No, don't push or yell, don't shove. There is enough for everybody. We have bonds, we have notes bundled with options, we have straight bonds, we've got stocks, we have giant units, and over here we have some special merchandise from interested parties. No need to push, every day there's a new offering.

In short, come'n'get it - securities issued by holding companies, real estate firms, exporters, companies sporting low ratings, high ratings or no ratings at all. Relax, stop hitting that nice gentleman with your shoe, there's plenty for all.

Yes, we mean you, and you. It may have escaped your attention but in the last couple of months, you've been buying securities on the Tel Aviv Stock Exchange, and in big amounts.

No, we don't mean only those speculators who are getting back into stocks - we mean every man, woman and tadpole in Israel who has deposits in mutual funds, insurance policies, portfolios or training funds, all of which have been trolling the stock market for ever-increasing amounts of bonds and shares.

One has to ask why Israel's institutional investors are pouncing on the shares and bonds that the interested parties are selling. Are prices still low? And one has to ask whether the banks hawking the stuff aren't in a state of conflict of interest as major lenders to the companies. Is the economy really rebounding?

But those aren't the really interesting questions, because we already figured out that cheap today can mean expensive tomorrow and cheap means expensive anyway. The moment interest rates drop, the market figures the risk premium is falling, and anyway Yossi next door made 50 percent a month on his market investments! Tempting stuff indeed.

No, the really interesting question is why the TASE shifted from gloom and doom to zoom and boom in the space of a few months. It's why high-tech stocks that were anathema mere months ago are suddenly the darlings of the TASE again, rising 200 percent on tremendous demand. It's why nobody would lend a penny more to the highly leveraged real estate developers six months ago, but today lenders are lining up.

One possible explanation might be that the financial conditions have changed dramatically. The U.S. gave Israel a long-term cheap lifeline in the form of $9 billion in loan guarantees, which changed the face of the capital market and lowered interest rates across the board.

Another possibility is that Israel's capital market is a tiny, shallow little puddle that can alternately boil and freeze in the space of seconds. Two mutual fund managers and an insurer burp and the TA-100 index jumps 10 percent. The treasury slightly scales back its bond issues and long-term paper soars 10 percent. What can be done about that untenable situation?

Feel the heat

You could spank the mutual fund managers, insurers and all those managers of other people's long-term money. You could tell them to stop thinking only about their behinds and next month's yield report, and to start thinking about our pensions. Bad managers, bad!

That never worked, though. Managers come and managers go - it's like revolving doors at some of these institutions, and their incentive mechanisms aren't the kind to induce consideration of the long term.

Thinking of flooding the floor with shares of privatized companies? The idea keeps coming up over the last decade, but it's been proved fallacious. No privatization has stopped the stock market from inflating like a toy balloon.

◆ DIRECTIVE 1
Answer these questions about the column on the Tel Aviv Stock Exchange:
(a) How much did the U.S. give Israel in loan guarantees?
(b) By what percentage have high-tech stocks risen on the TASE?
(c) What monthly return did Yossi next door make on his market investments?
The records that follow have no connection to the column above.

Location labeling records

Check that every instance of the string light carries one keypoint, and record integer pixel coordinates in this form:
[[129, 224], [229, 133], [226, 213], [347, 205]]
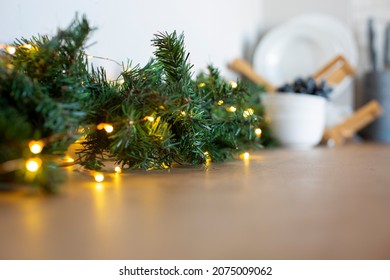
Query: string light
[[231, 109], [99, 177], [33, 164], [108, 128], [245, 155], [68, 159], [35, 146], [149, 118], [10, 49], [233, 84], [248, 112]]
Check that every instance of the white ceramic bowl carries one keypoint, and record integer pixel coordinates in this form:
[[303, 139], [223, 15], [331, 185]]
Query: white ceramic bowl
[[296, 120]]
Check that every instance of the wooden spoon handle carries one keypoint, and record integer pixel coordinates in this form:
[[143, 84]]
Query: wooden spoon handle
[[242, 67]]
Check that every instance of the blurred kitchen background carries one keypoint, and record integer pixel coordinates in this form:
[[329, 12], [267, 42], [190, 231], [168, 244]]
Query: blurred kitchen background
[[215, 31]]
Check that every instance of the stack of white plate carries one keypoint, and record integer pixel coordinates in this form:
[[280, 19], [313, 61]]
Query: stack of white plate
[[301, 46]]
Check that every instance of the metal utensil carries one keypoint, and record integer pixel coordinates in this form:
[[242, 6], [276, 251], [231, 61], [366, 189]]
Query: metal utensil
[[371, 44], [387, 47]]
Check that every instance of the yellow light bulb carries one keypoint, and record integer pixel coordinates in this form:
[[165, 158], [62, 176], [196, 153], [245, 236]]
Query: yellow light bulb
[[231, 109], [100, 126], [11, 49], [233, 84], [99, 177], [33, 164], [68, 159], [108, 128], [35, 146], [149, 118]]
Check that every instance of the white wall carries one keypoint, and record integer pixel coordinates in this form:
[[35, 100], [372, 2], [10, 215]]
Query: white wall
[[215, 31]]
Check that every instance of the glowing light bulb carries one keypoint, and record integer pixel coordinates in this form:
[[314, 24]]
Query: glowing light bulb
[[245, 155], [33, 164], [149, 118], [35, 146], [231, 109], [100, 126], [68, 159], [11, 49], [233, 84], [99, 177], [108, 128]]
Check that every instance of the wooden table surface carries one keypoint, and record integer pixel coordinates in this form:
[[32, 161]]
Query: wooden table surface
[[281, 204]]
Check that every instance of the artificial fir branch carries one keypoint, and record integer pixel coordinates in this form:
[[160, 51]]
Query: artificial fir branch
[[160, 113], [42, 92], [191, 121]]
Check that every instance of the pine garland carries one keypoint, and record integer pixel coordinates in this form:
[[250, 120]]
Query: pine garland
[[160, 114]]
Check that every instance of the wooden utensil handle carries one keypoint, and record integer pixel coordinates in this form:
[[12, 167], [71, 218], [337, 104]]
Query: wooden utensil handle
[[242, 67]]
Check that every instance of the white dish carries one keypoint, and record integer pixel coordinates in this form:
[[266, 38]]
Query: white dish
[[296, 120], [335, 29], [301, 46]]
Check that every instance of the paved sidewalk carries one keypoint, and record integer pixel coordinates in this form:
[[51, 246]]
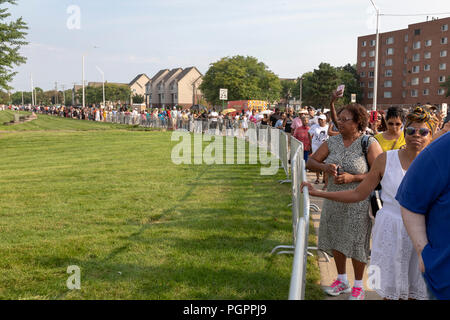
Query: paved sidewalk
[[328, 270]]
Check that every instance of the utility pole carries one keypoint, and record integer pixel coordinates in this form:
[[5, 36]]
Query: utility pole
[[301, 92], [32, 91]]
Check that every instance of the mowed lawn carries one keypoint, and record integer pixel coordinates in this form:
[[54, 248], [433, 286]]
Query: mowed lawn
[[109, 200]]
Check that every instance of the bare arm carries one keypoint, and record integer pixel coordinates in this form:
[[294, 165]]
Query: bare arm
[[315, 161], [361, 192], [416, 228]]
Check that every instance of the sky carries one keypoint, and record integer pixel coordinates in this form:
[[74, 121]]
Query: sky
[[124, 38]]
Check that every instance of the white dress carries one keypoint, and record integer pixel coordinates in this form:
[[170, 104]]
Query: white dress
[[392, 249]]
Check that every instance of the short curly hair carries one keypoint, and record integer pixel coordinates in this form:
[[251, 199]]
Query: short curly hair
[[359, 114]]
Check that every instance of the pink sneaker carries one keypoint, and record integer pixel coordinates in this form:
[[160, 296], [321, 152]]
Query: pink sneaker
[[357, 294], [337, 288]]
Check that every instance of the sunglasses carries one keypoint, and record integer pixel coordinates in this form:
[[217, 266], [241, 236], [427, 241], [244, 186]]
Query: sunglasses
[[422, 131]]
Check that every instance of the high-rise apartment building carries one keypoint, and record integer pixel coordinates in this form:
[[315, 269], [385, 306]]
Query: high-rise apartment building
[[412, 65]]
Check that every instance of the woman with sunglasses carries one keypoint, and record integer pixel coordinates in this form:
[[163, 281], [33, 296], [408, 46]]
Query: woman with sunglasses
[[393, 138], [392, 249]]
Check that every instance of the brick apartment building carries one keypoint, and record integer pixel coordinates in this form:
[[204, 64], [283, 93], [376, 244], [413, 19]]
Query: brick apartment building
[[412, 65]]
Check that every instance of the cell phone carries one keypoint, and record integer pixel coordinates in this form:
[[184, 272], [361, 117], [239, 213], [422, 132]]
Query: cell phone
[[341, 88], [373, 116]]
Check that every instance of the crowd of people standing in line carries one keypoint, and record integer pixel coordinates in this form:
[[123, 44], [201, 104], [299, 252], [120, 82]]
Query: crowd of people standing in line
[[410, 233]]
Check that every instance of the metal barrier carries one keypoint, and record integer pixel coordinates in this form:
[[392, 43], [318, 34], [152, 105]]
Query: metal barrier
[[284, 155]]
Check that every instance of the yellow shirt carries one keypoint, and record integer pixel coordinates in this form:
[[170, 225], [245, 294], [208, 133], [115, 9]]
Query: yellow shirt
[[387, 145]]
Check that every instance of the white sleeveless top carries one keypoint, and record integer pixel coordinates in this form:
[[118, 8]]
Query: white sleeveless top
[[392, 178]]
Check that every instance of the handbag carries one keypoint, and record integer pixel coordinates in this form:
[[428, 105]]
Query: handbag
[[375, 198]]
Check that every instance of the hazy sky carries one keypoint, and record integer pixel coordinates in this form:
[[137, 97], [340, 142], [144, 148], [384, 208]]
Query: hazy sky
[[143, 36]]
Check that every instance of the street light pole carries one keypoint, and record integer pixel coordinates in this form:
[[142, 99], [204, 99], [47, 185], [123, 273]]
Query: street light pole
[[82, 80], [375, 90]]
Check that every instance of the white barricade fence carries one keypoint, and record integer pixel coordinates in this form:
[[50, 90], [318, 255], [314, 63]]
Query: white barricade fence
[[298, 276]]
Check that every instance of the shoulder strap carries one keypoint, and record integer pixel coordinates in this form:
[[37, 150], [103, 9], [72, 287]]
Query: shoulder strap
[[365, 146]]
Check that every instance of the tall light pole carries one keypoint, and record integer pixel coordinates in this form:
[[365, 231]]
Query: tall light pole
[[32, 91], [103, 78], [82, 81], [375, 90]]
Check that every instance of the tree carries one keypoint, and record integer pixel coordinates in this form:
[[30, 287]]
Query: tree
[[288, 87], [321, 84], [12, 35], [244, 77], [138, 98]]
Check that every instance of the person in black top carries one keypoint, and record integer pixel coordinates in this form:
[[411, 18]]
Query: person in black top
[[275, 117]]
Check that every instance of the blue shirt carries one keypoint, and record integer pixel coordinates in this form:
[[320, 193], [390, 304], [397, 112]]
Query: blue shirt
[[425, 189]]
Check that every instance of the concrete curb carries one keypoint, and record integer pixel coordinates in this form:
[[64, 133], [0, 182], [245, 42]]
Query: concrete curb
[[328, 272]]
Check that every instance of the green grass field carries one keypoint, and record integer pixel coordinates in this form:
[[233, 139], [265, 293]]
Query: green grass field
[[108, 199]]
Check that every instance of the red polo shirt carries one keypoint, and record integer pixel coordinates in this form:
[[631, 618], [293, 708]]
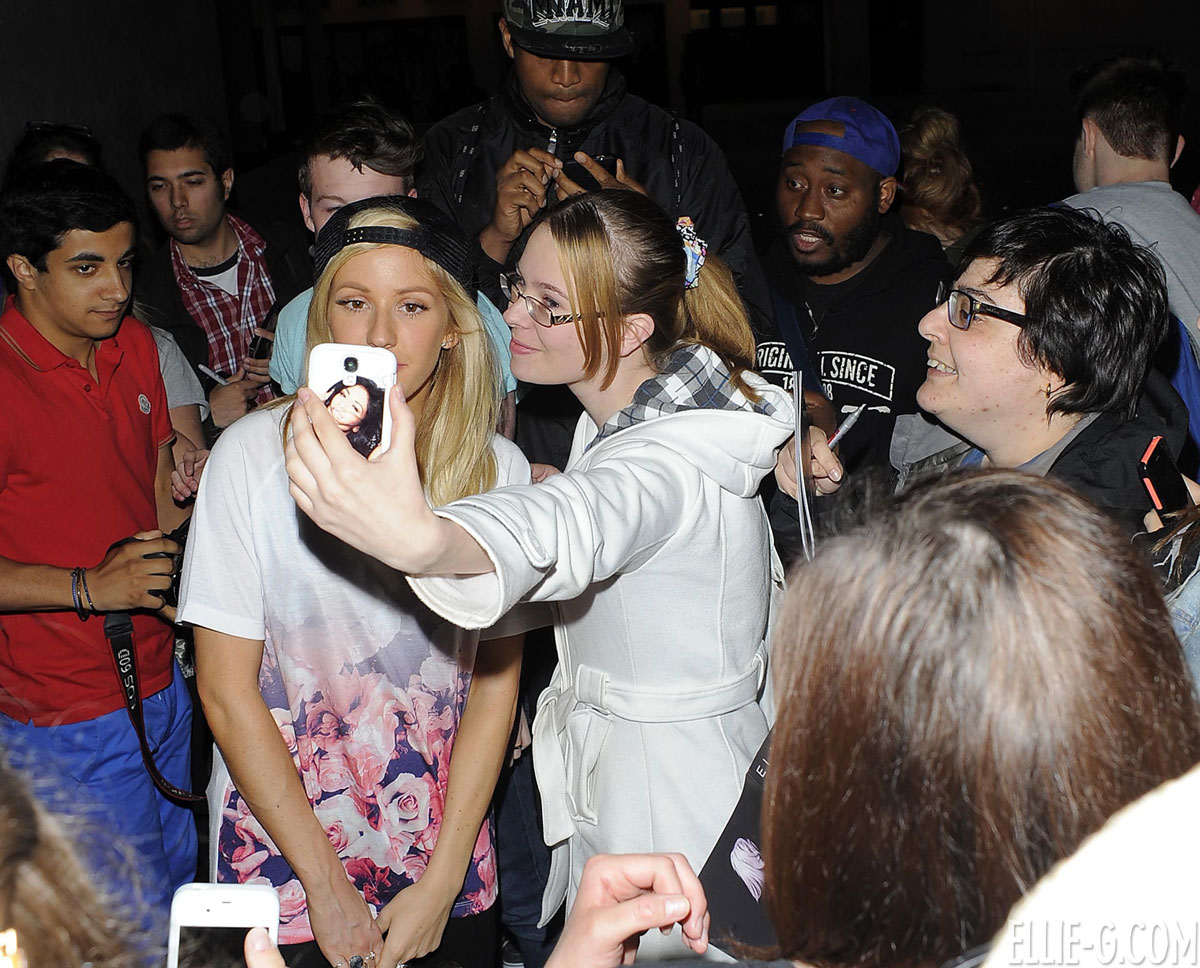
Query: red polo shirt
[[78, 458]]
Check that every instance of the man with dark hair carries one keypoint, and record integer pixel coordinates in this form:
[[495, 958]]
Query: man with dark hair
[[849, 287], [564, 121], [1073, 302], [1129, 113], [217, 280], [46, 140], [361, 150], [84, 463]]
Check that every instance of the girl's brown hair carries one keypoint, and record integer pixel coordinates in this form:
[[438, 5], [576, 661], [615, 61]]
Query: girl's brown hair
[[622, 256], [454, 434], [970, 685], [49, 897]]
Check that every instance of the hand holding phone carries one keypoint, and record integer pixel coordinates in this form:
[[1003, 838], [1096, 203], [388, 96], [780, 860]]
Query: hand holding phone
[[209, 921], [353, 384], [1162, 479]]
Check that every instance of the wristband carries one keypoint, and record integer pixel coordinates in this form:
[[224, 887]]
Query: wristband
[[87, 594]]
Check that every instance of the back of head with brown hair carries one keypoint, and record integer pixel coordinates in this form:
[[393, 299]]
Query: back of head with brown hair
[[49, 897], [622, 256], [970, 684], [937, 186]]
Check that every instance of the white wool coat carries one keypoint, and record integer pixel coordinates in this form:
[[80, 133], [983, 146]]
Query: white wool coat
[[658, 555]]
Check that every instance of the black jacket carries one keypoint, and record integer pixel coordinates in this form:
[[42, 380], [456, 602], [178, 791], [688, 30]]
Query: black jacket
[[157, 293], [862, 336], [682, 168], [1101, 462]]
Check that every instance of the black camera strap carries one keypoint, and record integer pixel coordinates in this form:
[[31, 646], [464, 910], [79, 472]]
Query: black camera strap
[[119, 632]]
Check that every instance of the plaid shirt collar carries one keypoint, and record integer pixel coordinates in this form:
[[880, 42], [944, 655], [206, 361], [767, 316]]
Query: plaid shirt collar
[[251, 247], [694, 378]]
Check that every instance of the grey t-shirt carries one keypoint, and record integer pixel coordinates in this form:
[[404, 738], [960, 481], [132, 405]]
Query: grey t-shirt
[[179, 378]]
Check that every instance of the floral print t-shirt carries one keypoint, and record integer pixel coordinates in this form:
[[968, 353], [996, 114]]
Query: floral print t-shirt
[[367, 685]]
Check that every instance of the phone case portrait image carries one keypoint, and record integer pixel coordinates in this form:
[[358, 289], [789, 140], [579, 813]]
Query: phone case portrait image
[[209, 923], [353, 383]]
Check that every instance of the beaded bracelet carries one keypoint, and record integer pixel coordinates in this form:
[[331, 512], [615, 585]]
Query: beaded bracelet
[[75, 594], [87, 594]]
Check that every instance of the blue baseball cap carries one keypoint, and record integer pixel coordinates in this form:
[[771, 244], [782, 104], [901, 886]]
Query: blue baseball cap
[[869, 136]]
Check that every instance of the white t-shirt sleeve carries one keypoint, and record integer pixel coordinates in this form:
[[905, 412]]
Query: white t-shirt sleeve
[[222, 585]]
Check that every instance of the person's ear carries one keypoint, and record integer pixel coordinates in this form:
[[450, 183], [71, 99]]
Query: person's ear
[[306, 211], [887, 193], [507, 37], [24, 271], [636, 330], [1090, 133]]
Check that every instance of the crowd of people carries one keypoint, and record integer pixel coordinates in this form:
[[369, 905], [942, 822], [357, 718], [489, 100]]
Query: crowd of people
[[615, 420]]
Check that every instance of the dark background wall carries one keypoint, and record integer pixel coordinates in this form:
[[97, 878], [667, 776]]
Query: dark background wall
[[264, 67]]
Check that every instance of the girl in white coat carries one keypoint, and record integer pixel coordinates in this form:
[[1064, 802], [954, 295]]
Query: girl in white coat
[[652, 545]]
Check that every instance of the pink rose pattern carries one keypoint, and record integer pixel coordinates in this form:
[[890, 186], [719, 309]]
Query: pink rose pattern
[[372, 741]]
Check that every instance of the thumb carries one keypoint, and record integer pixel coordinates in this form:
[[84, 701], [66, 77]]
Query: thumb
[[643, 913], [403, 424]]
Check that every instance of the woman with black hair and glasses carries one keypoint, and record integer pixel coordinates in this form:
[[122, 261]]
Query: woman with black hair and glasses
[[1039, 360]]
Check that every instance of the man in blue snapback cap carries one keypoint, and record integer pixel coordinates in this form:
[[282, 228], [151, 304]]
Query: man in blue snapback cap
[[849, 283]]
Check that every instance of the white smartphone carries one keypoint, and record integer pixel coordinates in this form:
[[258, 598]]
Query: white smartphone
[[209, 921], [353, 382]]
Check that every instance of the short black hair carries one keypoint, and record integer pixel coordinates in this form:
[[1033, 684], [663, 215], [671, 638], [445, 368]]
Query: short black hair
[[365, 132], [42, 138], [1095, 302], [46, 202], [1137, 102], [171, 132]]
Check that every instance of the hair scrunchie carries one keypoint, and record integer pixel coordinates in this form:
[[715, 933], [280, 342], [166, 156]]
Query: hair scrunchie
[[695, 247]]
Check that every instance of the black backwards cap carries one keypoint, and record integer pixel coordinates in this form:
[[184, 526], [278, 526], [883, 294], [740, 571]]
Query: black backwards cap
[[437, 238]]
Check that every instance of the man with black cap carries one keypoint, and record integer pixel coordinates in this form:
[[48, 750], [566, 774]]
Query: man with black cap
[[849, 287], [563, 122]]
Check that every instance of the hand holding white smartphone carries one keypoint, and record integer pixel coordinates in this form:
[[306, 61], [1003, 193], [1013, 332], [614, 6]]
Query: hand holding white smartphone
[[210, 921], [353, 382]]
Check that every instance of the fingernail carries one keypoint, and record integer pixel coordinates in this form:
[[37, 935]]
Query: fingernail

◆ DIRECTIVE 2
In the records, copy the lines from the one containing "Check that every instance of the white wool" to the one containing "[[367, 685]]", both included, without changing them.

◆ FINISHED ANSWER 1
(a) $9 billion
(b) 200 percent
(c) 50 percent a month

◆ FINISHED ANSWER 2
Check that every instance of the white wool coat carries one keypoint, and record integer pixel coordinates in this form:
[[80, 133], [983, 146]]
Query: white wool coat
[[658, 555]]
Check that every instance of the black jacket carries one keypoint, and record integer pixel coordinates in this form:
[[42, 380], [456, 602], [178, 791], [688, 30]]
Query: black jacket
[[157, 293], [862, 336], [682, 168], [1101, 462]]
Check that every instance of the black camera strap carries one keypoint, and record integer pixel coordinates in this form:
[[31, 646], [464, 910], [79, 472]]
Query: black camera strap
[[119, 632]]
Check that every instance of the plaid shirt collar carries one keypoint, and record integer pixel coordinates in this form:
[[880, 42], [944, 655], [206, 361], [767, 316]]
Query: plaid shirt collar
[[251, 247], [694, 378]]
Check that every instance of the grey t-shirt carries one keypoint, and record integer pixel coordinates in this form:
[[404, 738], [960, 481], [132, 405]]
Query: grey t-shirt
[[179, 378]]
Check that every instance of the floral print t-shirt carries one keypoint, and record integer pixel coordinates in this form:
[[968, 353], [996, 114]]
Query: floral print t-shirt
[[367, 685]]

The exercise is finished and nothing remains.